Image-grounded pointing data
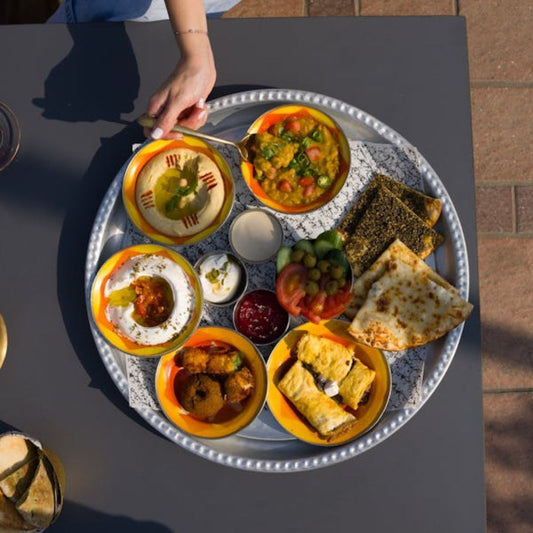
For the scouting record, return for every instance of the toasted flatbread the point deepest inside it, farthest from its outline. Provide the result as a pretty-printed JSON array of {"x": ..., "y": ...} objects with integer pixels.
[
  {"x": 405, "y": 308},
  {"x": 386, "y": 219},
  {"x": 14, "y": 485},
  {"x": 354, "y": 386},
  {"x": 10, "y": 519},
  {"x": 326, "y": 357},
  {"x": 397, "y": 250},
  {"x": 37, "y": 504},
  {"x": 321, "y": 411},
  {"x": 15, "y": 450},
  {"x": 426, "y": 207}
]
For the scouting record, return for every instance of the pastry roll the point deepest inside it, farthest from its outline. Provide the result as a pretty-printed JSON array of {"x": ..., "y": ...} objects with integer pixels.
[
  {"x": 327, "y": 358},
  {"x": 353, "y": 387},
  {"x": 322, "y": 412}
]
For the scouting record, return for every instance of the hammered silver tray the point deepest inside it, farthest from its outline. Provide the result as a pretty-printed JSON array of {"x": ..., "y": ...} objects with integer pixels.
[{"x": 265, "y": 446}]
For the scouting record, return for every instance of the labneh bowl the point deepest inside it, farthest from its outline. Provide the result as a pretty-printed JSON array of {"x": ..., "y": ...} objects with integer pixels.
[
  {"x": 291, "y": 170},
  {"x": 146, "y": 300},
  {"x": 283, "y": 358},
  {"x": 205, "y": 385},
  {"x": 178, "y": 192}
]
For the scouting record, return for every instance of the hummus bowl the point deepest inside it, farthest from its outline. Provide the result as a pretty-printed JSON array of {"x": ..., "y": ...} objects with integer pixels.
[
  {"x": 219, "y": 376},
  {"x": 300, "y": 159},
  {"x": 178, "y": 192},
  {"x": 146, "y": 300}
]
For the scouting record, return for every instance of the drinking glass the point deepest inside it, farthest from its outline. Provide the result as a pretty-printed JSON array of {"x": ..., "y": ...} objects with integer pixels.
[{"x": 9, "y": 135}]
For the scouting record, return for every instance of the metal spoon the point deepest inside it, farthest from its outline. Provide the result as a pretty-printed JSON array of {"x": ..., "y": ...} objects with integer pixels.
[
  {"x": 244, "y": 146},
  {"x": 3, "y": 340}
]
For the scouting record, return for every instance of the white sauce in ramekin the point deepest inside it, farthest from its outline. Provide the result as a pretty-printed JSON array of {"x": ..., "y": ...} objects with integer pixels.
[
  {"x": 151, "y": 265},
  {"x": 220, "y": 277}
]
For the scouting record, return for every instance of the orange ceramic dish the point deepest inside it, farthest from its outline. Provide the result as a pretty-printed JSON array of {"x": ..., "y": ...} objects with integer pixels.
[
  {"x": 367, "y": 414},
  {"x": 142, "y": 157},
  {"x": 100, "y": 301},
  {"x": 278, "y": 114},
  {"x": 169, "y": 376}
]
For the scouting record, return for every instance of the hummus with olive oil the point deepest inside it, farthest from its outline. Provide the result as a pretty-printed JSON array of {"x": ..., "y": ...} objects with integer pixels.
[
  {"x": 124, "y": 304},
  {"x": 180, "y": 192}
]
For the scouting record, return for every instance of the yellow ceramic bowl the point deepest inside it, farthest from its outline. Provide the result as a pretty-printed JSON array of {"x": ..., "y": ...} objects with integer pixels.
[
  {"x": 100, "y": 302},
  {"x": 367, "y": 415},
  {"x": 279, "y": 113},
  {"x": 142, "y": 157},
  {"x": 170, "y": 375}
]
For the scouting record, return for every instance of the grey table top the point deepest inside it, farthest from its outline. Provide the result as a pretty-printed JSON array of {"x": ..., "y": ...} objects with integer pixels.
[{"x": 75, "y": 90}]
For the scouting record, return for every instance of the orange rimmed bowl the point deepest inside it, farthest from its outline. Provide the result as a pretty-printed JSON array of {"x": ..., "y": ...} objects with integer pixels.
[
  {"x": 100, "y": 301},
  {"x": 269, "y": 118},
  {"x": 142, "y": 157},
  {"x": 367, "y": 414},
  {"x": 170, "y": 375}
]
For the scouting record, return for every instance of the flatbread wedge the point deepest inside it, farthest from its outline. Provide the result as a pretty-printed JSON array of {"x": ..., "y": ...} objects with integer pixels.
[
  {"x": 321, "y": 411},
  {"x": 386, "y": 219},
  {"x": 426, "y": 207},
  {"x": 15, "y": 450},
  {"x": 326, "y": 357},
  {"x": 405, "y": 307},
  {"x": 396, "y": 251}
]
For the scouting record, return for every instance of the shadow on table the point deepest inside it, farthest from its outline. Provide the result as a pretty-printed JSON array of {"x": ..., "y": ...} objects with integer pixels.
[
  {"x": 98, "y": 80},
  {"x": 81, "y": 519}
]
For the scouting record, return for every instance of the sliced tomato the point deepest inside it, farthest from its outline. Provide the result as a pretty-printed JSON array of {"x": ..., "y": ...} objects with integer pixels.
[
  {"x": 290, "y": 287},
  {"x": 313, "y": 153}
]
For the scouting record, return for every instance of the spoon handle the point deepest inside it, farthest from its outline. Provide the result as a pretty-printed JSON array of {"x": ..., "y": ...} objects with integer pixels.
[{"x": 148, "y": 122}]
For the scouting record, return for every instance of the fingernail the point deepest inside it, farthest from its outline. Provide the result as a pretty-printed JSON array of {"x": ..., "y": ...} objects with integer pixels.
[{"x": 156, "y": 134}]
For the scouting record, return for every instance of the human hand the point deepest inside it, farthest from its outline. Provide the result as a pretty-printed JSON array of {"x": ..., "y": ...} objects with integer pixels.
[{"x": 181, "y": 98}]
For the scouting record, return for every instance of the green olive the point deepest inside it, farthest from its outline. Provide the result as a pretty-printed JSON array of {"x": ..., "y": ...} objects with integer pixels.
[
  {"x": 314, "y": 274},
  {"x": 310, "y": 260},
  {"x": 323, "y": 266},
  {"x": 297, "y": 256},
  {"x": 336, "y": 271},
  {"x": 332, "y": 287},
  {"x": 311, "y": 288}
]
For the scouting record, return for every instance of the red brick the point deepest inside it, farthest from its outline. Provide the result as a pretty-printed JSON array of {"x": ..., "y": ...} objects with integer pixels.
[
  {"x": 494, "y": 209},
  {"x": 501, "y": 122},
  {"x": 508, "y": 461},
  {"x": 271, "y": 8},
  {"x": 499, "y": 37},
  {"x": 331, "y": 8},
  {"x": 407, "y": 7},
  {"x": 524, "y": 209},
  {"x": 506, "y": 299}
]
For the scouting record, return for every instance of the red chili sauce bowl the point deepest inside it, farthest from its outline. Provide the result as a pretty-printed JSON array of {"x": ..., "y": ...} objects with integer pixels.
[{"x": 259, "y": 317}]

◆ **Aim of the exercise**
Reproduce the records above exactly, excluding every picture.

◆ **Finished task**
For the scouting record, return for every instance of the toasted flatbread the point deepest inside it, farthest from its outline. Provide the result as a pretty-printed JSON array of {"x": ..., "y": ...} objects with integer pixels.
[
  {"x": 405, "y": 308},
  {"x": 386, "y": 219},
  {"x": 14, "y": 485},
  {"x": 354, "y": 386},
  {"x": 10, "y": 519},
  {"x": 326, "y": 357},
  {"x": 397, "y": 250},
  {"x": 37, "y": 504},
  {"x": 321, "y": 411},
  {"x": 15, "y": 450},
  {"x": 426, "y": 207}
]
For the scouting record, return for every instance of the pastry roll the point deepest inside it, farthest from its outline. Provide the result as a pretty-printed JSON array of {"x": ..., "y": ...} objects with integer pixels.
[
  {"x": 327, "y": 358},
  {"x": 353, "y": 387},
  {"x": 322, "y": 412}
]
For the scouting record, return for every instance of the hammered silver tray the point deepest inside it, farthest from its outline. Provide the result as a pretty-printed JSON array of {"x": ..., "y": ...} objects with integer pixels.
[{"x": 265, "y": 446}]
For the scouting record, return for every instance of the labneh bowl the point deepest inside it, farthest from its outline. Provide the result as a pretty-printed JSON array of {"x": ..., "y": ...} objects with integer pixels.
[
  {"x": 291, "y": 170},
  {"x": 146, "y": 300},
  {"x": 283, "y": 358},
  {"x": 205, "y": 385},
  {"x": 178, "y": 192}
]
For the scouting record, return for every instance of the hummus bowl the point deepest inside it, farthest from its outline. Provide the result as a pretty-printed JSON array of {"x": ..., "y": ...} objects with integer pixels.
[
  {"x": 219, "y": 376},
  {"x": 300, "y": 159},
  {"x": 178, "y": 192},
  {"x": 146, "y": 300}
]
For the scouting record, return for every instance of the drinking glass the point deepest inside it, farthest from its outline. Provide the result as a pretty-printed JSON array of {"x": ..., "y": ...} objects with integer pixels.
[{"x": 9, "y": 135}]
For the scouting record, return for every instance of the metal spoon the point deepest inside it, farthest from its outline. Provide the result as a pretty-printed JSON array of {"x": ..., "y": ...} objects with integer pixels.
[
  {"x": 244, "y": 146},
  {"x": 3, "y": 340}
]
For the scouting record, return for every instance of the white sauce in ramekin the point deepest inside it, farthest from its outline. Provide the result as a pretty-printed JSON array of {"x": ..., "y": ...} objects with integer pixels.
[
  {"x": 151, "y": 265},
  {"x": 220, "y": 277}
]
For the scouting record, return for every instance of the orange ceramic dish the point deepest inside it, farthest from its outline. Provide the result as a pretty-printed JSON array of {"x": ..., "y": ...} objects with integer pixels.
[
  {"x": 367, "y": 414},
  {"x": 142, "y": 157},
  {"x": 100, "y": 301},
  {"x": 278, "y": 114},
  {"x": 169, "y": 376}
]
For the scouting record, return for every instance of the hummus with olive oil the point deepest inside it, farthest from its outline. Provide the result as a pretty-printed JSON array of {"x": ..., "y": ...} objects with integer pixels.
[
  {"x": 124, "y": 304},
  {"x": 180, "y": 192}
]
For the scouting record, return for every instance of the yellow ceramic bowl the point deepest inside it, farthest from its outline. Provide the result as a pretty-printed JSON array of {"x": ..., "y": ...} objects with integer pixels.
[
  {"x": 100, "y": 302},
  {"x": 367, "y": 415},
  {"x": 279, "y": 113},
  {"x": 142, "y": 157},
  {"x": 170, "y": 375}
]
For the scouting record, return for every instance of the grey table top the point deepest inside it, farthest from its outline. Provide the result as a pretty-printed JSON array of {"x": ..., "y": ...} objects with integer pixels.
[{"x": 75, "y": 90}]
For the scouting record, return for every instance of the orange rimmed bowl the point deepest inside it, farthest from its outline. Provide the result as a pretty-printed JSON array of {"x": ..., "y": ...} objects with integer pixels.
[
  {"x": 100, "y": 301},
  {"x": 269, "y": 118},
  {"x": 142, "y": 157},
  {"x": 367, "y": 414},
  {"x": 170, "y": 375}
]
For the scouting record, return for every instance of the flatbread wedge the point deepest inside it, farthest from its outline. Provide the result as a pretty-printed JSON array of {"x": ..., "y": ...} objects with integer pixels.
[
  {"x": 321, "y": 411},
  {"x": 386, "y": 219},
  {"x": 426, "y": 207},
  {"x": 15, "y": 450},
  {"x": 326, "y": 357},
  {"x": 405, "y": 307},
  {"x": 396, "y": 251}
]
For the scouting record, return for every instance of the shadow on table the point deepest inside it, farthest from its outline. Provide the result as a pretty-printed JSON array of {"x": ..., "y": ...} objects with integer pixels.
[
  {"x": 98, "y": 80},
  {"x": 81, "y": 519}
]
For the scouting record, return for every instance of the sliced tomato the point deepest inside it, farthest from its outline. Provide the result as a pretty-printed JSON array of {"x": ..., "y": ...} objects with integer pixels.
[
  {"x": 290, "y": 287},
  {"x": 313, "y": 153}
]
For the scouting record, return for every instance of the spoon handle the point deepest inside it, farthest from its outline. Provide the result as a pretty-printed JSON array of {"x": ..., "y": ...} objects with integer pixels.
[{"x": 148, "y": 122}]
For the scouting record, return for every instance of the fingernail the point deepest inside it, farthest from its outline. Provide the result as a pretty-printed JSON array of {"x": ..., "y": ...} objects with integer pixels.
[{"x": 156, "y": 134}]
For the scouting record, return for every instance of the human hand the point deepest inside it, farthest from its outline. Provide the result as a pretty-printed JSON array of {"x": ..., "y": ...} objects with integer pixels.
[{"x": 181, "y": 98}]
For the scouting record, return for every instance of the green olive the point deepest inside it, farthest from its outline. Provide the result as a pretty-printed JSON array of {"x": ..., "y": ...} objects with integer pixels.
[
  {"x": 314, "y": 274},
  {"x": 310, "y": 260},
  {"x": 323, "y": 266},
  {"x": 297, "y": 256},
  {"x": 336, "y": 271},
  {"x": 332, "y": 287},
  {"x": 311, "y": 288}
]
For the scouting record, return for every instance of the red brick the point deepest inside it, farthest from its outline. Provide the result as a pretty-printed JSON array of {"x": ..., "y": ...} objects with integer pixels.
[
  {"x": 494, "y": 209},
  {"x": 501, "y": 122},
  {"x": 508, "y": 461},
  {"x": 271, "y": 8},
  {"x": 499, "y": 37},
  {"x": 331, "y": 8},
  {"x": 407, "y": 7},
  {"x": 524, "y": 209},
  {"x": 506, "y": 299}
]
For the scouting record, return for every instance of the red chili sauce bowl the point deepest inside it, farthest from its outline. Provide the result as a pretty-printed JSON array of {"x": ..., "y": ...} objects with integer pixels.
[{"x": 259, "y": 317}]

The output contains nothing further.